| DATASET ROWS |
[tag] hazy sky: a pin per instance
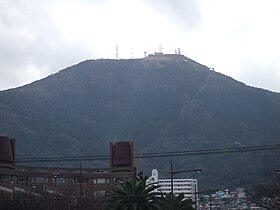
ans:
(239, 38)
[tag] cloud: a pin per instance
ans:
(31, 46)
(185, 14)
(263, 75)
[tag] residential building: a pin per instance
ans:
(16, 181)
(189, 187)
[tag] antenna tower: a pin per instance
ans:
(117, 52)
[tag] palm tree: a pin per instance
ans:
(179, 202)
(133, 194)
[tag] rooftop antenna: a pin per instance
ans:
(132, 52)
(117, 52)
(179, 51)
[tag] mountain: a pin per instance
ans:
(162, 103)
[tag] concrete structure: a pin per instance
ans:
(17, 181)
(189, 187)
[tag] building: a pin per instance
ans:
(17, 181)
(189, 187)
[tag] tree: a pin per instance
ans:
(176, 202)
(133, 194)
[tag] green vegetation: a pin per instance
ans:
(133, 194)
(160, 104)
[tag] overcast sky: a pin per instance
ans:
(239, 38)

* * *

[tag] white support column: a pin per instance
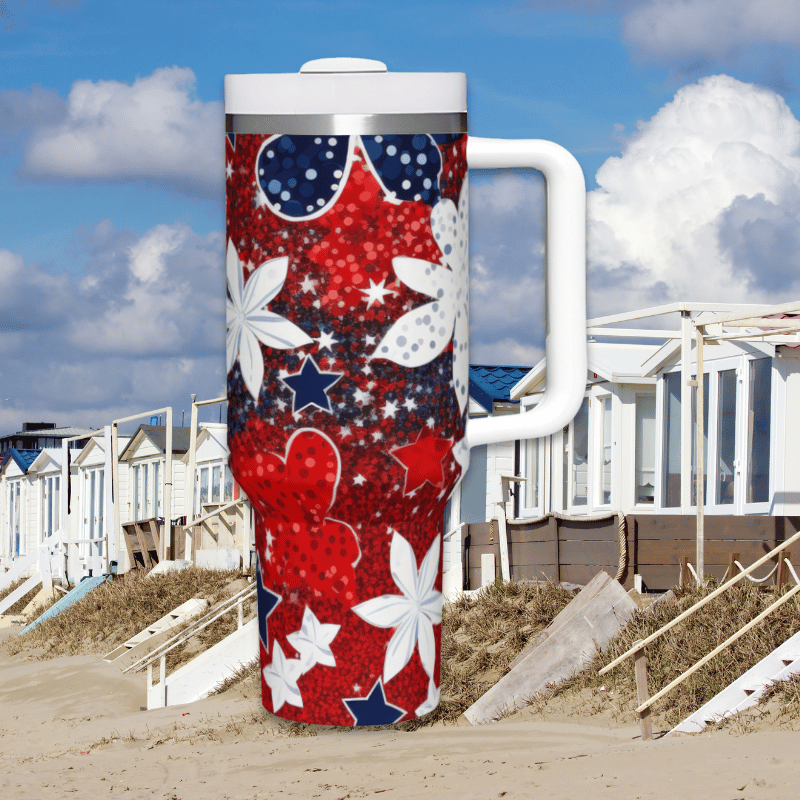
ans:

--

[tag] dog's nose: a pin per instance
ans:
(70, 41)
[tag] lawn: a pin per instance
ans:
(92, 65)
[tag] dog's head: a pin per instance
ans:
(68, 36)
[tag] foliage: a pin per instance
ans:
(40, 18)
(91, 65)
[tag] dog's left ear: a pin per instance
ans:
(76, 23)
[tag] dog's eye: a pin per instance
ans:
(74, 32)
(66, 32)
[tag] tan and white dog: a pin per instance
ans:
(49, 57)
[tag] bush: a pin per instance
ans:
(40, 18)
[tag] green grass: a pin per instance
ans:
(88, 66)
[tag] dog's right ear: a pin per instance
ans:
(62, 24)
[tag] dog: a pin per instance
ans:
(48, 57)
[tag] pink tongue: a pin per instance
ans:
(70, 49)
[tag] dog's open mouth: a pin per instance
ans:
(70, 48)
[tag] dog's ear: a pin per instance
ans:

| GIVEN EXERCISE |
Report every line in the records above that contains the string "antenna", and treat uppercase and lowercase letters as different.

| WRITTEN RESPONSE |
[tag] antenna tower: a pin per instance
[tag] rooftop antenna: a pin per instance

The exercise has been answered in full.